Task instructions:
(A) According to the text on identifying novel miRNAs, how many separate alignment files were the concatenated alignments divided into by chromosome?
(B) From the text on identifying novel miRNAs, copy the passage starting with "The identification of" and going on through "hairpin secondary structure.".

Identification of novel miRNAs

The identification of miRNAs was performed using the tool miRDeep* v. 35 [11]. miRDeep* determines the location of putative miRNAs based on aligned small RNA sequencing reads, and scores each prediction with a measure of the likelihood that the miRDeep* result is a true miRNA. The miRDeep* score takes into account artifacts of miRNA precursor processing by Dicer and Drosha, including the positions, lengths and relative frequencies of reads that align to the three precursor products (mature miRNA, star sequence and hairpin loop), and the presence of a short 3’ overhang on the mature sequence. In addition, the score is increased by larger read depth, the evolutionary conservation of the 5’ end of the mature sequence, and the stability of the predicted miRNA hairpin secondary structure.

The alignment files from all 93 samples were concatenated, divided by chromosome into 25 separate alignment files, and sorted. miRDeep* was run on each chromosome separately. The 99 final miRDeep* results were those that were both novel and passed the miRDeep* score threshold, which was determined using estimations of the false positive rate (FPR) and true positive rate (TPR). To make these estimations, the miRDeep* predictions for each chromosome were combined and divided into three categories based on hairpin mapping location: 1) known exons and small RNAs other than miRNAs, 2) known hairpin miRNAs, and 3) results that map to the remainder of the genome. This categorization was done using bedtools v2.22.1 [15] with annotation files for exons and small RNAs from gencode v19 [16] and miRNAs from miRBase v20 [9]. Instances where the exon and miRNA annotations overlapped were excluded, because we could not be certain whether there is a true miRNA within an exon or one of the annotations is inaccurate.

Information provided:
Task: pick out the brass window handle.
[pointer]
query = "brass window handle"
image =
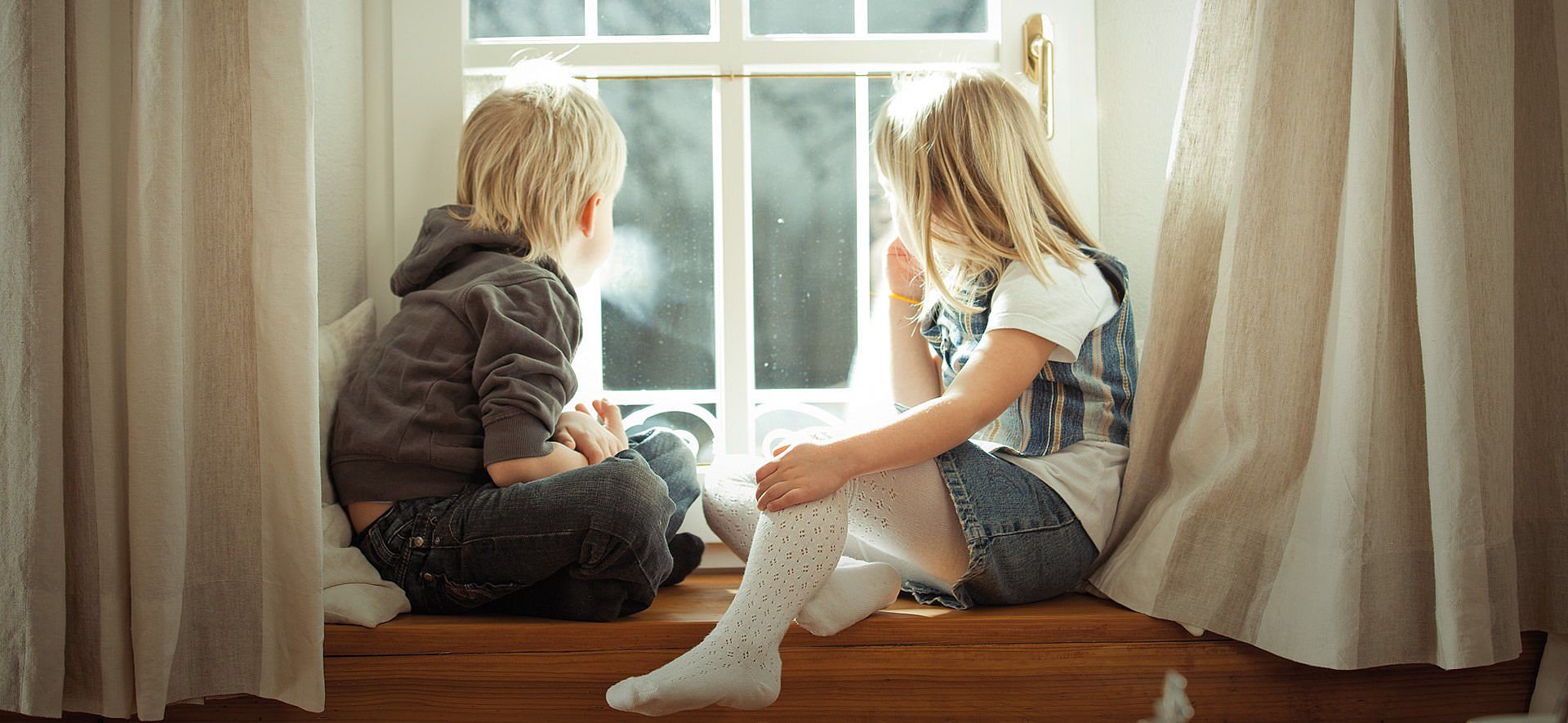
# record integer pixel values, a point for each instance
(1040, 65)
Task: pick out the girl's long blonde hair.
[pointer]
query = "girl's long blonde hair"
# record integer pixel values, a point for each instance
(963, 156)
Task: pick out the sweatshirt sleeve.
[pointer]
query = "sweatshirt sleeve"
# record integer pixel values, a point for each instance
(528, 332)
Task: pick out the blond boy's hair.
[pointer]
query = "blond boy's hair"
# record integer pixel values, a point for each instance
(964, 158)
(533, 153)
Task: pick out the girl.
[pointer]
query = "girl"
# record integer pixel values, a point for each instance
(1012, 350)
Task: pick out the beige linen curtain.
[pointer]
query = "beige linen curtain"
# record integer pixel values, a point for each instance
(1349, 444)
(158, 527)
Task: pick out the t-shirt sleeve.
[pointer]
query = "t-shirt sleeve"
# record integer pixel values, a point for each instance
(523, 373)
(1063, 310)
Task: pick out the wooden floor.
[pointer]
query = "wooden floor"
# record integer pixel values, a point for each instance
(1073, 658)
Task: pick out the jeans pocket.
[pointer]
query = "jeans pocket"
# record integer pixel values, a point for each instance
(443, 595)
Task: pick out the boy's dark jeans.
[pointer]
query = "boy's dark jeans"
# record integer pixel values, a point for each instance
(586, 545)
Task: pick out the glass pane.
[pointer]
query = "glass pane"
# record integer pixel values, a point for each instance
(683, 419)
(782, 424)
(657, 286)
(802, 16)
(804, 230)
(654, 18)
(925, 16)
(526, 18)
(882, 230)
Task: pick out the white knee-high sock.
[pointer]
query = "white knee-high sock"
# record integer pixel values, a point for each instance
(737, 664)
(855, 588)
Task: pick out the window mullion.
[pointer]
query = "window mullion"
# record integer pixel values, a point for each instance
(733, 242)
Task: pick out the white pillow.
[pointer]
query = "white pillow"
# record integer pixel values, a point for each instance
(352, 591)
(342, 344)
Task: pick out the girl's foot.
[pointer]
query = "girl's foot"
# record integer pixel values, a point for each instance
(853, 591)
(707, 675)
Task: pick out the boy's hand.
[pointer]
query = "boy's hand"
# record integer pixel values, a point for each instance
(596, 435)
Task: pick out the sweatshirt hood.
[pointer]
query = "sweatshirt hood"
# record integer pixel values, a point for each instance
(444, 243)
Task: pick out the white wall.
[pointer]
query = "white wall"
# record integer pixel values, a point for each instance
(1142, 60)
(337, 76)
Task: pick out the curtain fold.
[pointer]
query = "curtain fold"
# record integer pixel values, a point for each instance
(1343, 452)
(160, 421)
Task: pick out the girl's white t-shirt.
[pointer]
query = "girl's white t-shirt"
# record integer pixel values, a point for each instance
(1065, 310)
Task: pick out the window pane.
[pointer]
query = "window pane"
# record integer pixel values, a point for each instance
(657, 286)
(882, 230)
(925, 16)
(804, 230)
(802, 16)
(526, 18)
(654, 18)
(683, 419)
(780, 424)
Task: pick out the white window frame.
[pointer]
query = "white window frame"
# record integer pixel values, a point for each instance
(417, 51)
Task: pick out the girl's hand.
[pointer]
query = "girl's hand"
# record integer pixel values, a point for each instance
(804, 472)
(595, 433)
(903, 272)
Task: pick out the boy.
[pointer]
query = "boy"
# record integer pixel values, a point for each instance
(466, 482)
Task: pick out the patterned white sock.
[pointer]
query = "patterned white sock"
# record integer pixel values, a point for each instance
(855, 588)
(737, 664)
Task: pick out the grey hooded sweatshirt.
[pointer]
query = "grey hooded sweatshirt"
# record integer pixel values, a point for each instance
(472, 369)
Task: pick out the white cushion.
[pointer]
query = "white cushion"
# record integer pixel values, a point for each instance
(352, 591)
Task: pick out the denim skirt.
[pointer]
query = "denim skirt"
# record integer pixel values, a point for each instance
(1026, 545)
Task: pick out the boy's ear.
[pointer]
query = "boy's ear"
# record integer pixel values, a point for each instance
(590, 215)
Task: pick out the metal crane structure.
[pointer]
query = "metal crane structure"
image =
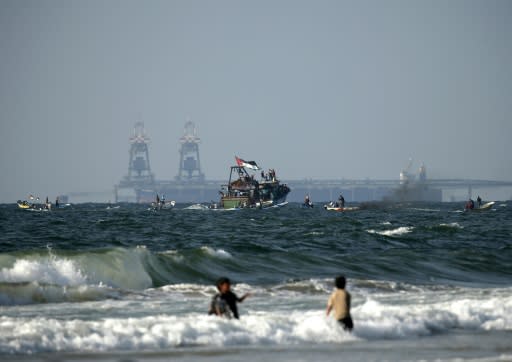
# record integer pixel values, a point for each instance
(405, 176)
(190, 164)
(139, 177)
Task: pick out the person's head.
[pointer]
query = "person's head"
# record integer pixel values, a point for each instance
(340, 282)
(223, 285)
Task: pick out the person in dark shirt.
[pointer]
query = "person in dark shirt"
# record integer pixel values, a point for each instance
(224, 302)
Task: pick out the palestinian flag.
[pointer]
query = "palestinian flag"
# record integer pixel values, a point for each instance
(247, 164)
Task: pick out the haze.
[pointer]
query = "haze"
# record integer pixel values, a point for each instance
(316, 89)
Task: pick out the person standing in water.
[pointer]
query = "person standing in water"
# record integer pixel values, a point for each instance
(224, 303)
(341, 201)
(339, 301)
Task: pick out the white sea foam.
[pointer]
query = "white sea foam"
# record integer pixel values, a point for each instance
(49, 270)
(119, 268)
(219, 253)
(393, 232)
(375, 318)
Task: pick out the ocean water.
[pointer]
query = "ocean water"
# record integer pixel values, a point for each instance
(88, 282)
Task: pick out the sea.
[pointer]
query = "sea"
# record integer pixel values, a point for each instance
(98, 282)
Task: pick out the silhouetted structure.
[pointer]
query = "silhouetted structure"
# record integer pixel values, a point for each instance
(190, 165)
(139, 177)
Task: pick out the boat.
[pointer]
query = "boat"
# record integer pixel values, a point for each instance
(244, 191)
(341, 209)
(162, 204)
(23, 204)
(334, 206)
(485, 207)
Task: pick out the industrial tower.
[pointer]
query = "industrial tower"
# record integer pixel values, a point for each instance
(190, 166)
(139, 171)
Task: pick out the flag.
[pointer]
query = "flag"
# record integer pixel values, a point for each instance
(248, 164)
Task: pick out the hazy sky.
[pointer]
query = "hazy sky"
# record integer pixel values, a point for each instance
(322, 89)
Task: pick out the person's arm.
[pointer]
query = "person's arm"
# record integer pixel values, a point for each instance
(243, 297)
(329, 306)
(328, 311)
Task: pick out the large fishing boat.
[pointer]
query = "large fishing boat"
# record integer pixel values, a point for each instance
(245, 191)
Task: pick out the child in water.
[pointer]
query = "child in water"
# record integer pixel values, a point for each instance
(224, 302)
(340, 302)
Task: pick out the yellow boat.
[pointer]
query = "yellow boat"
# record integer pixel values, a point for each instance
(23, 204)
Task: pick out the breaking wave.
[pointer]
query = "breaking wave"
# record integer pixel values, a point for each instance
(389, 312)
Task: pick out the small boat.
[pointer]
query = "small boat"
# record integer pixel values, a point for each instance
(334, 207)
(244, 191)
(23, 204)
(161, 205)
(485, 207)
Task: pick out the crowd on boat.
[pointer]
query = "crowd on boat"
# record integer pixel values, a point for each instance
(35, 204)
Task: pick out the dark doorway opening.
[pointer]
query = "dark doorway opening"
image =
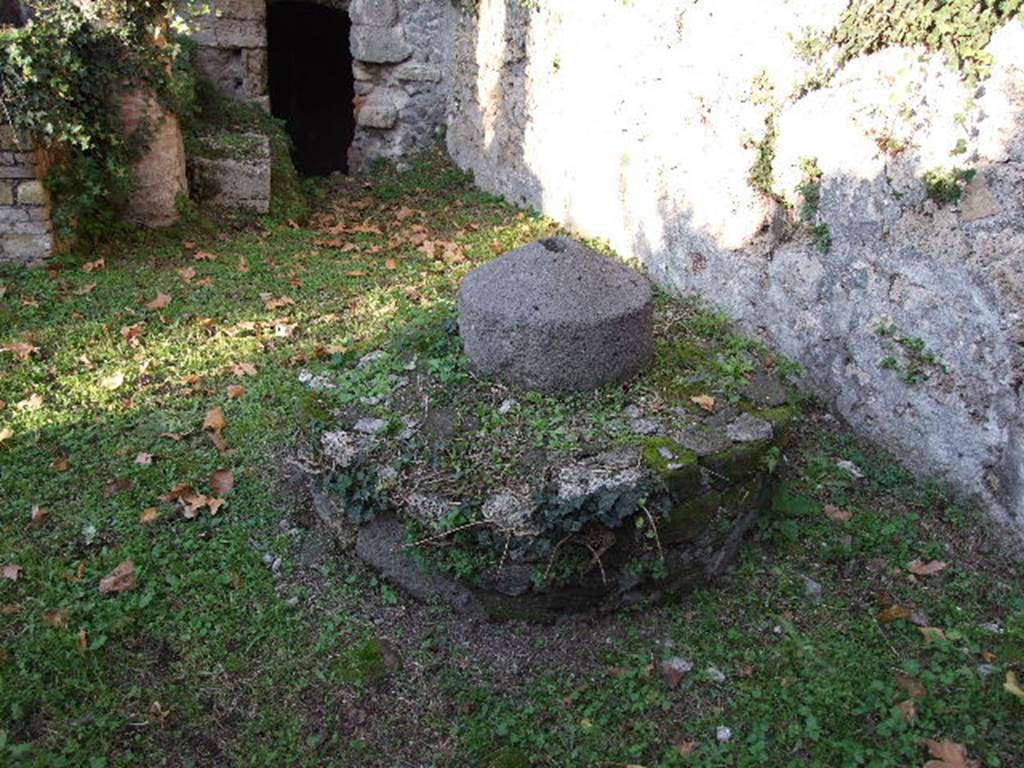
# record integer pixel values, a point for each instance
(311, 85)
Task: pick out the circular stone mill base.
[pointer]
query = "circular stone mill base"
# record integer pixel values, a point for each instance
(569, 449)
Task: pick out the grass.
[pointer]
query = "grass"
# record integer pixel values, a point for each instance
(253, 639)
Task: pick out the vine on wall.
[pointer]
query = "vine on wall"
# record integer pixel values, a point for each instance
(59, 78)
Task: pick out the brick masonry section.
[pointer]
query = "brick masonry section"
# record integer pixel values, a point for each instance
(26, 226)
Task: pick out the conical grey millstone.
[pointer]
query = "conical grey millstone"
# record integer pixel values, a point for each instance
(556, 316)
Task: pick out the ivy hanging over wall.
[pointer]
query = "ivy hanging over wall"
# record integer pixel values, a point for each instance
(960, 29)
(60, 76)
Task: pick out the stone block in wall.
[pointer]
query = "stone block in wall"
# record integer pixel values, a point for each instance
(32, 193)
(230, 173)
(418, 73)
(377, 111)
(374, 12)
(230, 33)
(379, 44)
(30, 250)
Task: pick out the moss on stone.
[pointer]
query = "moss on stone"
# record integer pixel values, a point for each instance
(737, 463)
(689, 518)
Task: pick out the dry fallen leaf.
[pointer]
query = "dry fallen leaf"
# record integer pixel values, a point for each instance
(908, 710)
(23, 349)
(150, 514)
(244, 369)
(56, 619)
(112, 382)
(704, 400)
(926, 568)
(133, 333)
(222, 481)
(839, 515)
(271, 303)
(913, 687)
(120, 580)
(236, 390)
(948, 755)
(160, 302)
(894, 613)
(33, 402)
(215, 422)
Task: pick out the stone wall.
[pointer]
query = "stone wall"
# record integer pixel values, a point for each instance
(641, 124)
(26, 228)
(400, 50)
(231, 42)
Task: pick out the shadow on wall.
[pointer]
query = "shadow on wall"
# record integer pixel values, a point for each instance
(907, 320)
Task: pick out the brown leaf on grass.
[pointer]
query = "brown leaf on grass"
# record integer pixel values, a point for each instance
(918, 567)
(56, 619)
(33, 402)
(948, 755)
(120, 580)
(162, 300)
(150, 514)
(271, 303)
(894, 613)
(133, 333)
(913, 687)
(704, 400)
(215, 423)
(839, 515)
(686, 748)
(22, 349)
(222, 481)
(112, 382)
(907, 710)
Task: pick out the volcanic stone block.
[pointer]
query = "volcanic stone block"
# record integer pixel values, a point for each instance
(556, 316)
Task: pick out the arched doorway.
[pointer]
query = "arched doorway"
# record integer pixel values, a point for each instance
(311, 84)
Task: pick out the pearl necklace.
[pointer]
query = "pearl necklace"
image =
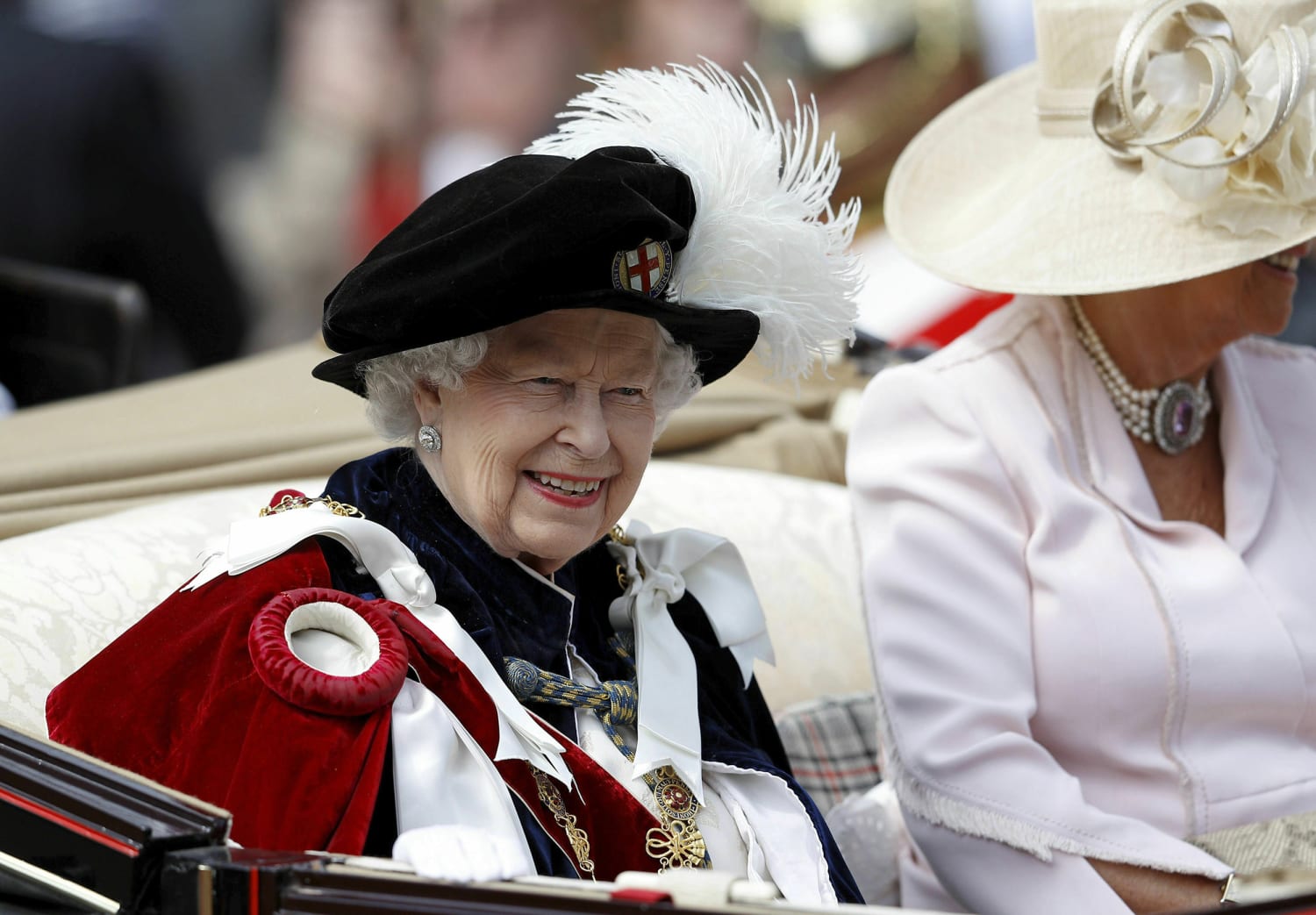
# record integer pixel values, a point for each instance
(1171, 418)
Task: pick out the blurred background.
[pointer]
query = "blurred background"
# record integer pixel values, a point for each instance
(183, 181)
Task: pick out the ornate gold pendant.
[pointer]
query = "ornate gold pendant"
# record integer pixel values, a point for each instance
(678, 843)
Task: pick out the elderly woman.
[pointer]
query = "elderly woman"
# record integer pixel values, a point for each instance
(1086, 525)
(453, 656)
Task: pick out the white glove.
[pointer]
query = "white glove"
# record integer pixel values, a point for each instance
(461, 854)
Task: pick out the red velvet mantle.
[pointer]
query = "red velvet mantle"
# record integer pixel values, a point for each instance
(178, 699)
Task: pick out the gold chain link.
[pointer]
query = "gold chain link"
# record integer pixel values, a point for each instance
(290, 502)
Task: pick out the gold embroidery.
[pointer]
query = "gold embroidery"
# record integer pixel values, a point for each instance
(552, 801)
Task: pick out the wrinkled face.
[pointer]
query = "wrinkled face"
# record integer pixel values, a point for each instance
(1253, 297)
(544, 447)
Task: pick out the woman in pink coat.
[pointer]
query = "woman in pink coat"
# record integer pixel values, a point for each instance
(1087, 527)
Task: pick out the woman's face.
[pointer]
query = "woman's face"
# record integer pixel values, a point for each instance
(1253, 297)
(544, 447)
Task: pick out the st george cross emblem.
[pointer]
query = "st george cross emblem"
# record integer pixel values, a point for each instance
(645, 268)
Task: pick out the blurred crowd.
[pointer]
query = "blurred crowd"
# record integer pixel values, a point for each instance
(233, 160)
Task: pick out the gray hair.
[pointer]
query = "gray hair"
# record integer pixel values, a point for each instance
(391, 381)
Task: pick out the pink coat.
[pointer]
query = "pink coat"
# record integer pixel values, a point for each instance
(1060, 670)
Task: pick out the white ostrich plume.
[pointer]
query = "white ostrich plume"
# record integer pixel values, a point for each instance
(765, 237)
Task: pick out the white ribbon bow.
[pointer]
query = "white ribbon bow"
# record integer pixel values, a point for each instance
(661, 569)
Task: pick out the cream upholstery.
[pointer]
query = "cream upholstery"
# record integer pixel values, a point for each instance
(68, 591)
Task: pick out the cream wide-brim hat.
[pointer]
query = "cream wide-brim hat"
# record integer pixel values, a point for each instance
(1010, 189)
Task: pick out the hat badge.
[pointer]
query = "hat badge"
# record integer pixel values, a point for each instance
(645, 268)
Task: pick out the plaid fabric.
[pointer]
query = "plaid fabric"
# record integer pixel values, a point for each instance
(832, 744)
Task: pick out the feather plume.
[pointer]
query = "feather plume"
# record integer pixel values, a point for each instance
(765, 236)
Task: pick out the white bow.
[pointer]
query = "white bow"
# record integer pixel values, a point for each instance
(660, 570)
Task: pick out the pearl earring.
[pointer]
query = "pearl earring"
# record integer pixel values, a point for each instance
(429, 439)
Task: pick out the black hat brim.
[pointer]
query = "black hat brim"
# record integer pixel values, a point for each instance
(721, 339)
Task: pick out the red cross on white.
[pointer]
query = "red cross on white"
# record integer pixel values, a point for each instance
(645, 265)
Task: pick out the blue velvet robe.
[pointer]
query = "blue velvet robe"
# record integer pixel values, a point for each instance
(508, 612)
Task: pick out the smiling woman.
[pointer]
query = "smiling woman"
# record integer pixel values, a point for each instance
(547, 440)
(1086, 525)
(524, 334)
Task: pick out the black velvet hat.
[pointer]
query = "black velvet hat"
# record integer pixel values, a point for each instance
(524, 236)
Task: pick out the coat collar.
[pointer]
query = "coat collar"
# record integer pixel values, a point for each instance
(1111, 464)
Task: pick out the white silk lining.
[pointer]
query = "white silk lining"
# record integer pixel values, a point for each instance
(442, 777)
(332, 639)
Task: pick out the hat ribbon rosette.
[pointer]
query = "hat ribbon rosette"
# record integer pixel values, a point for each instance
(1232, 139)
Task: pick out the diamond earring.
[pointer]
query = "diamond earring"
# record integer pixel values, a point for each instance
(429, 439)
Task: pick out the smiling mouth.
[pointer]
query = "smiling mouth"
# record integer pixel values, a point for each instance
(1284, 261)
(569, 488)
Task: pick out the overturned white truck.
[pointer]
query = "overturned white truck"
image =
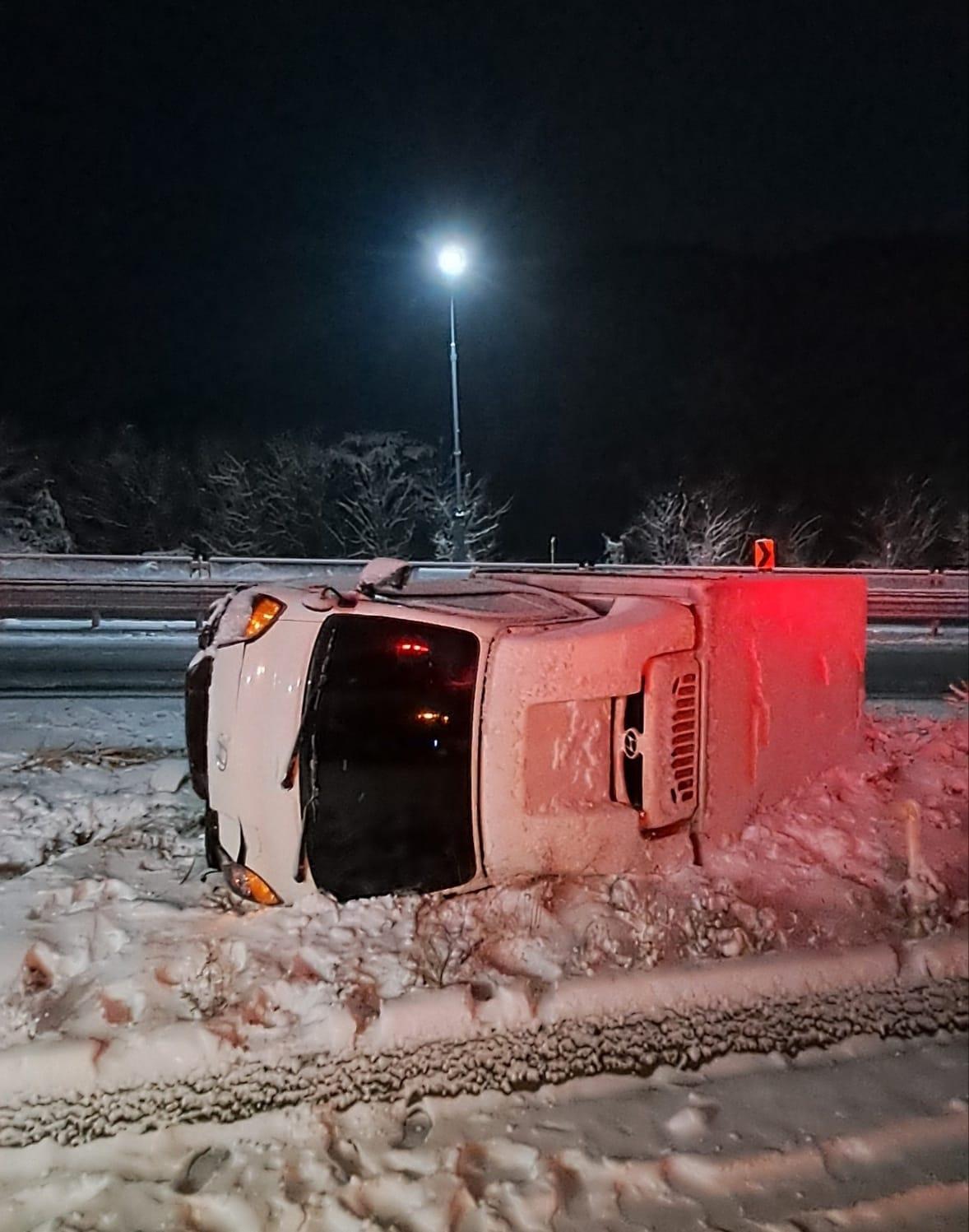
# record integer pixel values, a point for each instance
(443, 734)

Responses by item number:
(A) 25

(B)
The identification of miRNAs was performed using the tool miRDeep* v. 35 [11]. miRDeep* determines the location of putative miRNAs based on aligned small RNA sequencing reads, and scores each prediction with a measure of the likelihood that the miRDeep* result is a true miRNA. The miRDeep* score takes into account artifacts of miRNA precursor processing by Dicer and Drosha, including the positions, lengths and relative frequencies of reads that align to the three precursor products (mature miRNA, star sequence and hairpin loop), and the presence of a short 3’ overhang on the mature sequence. In addition, the score is increased by larger read depth, the evolutionary conservation of the 5’ end of the mature sequence, and the stability of the predicted miRNA hairpin secondary structure.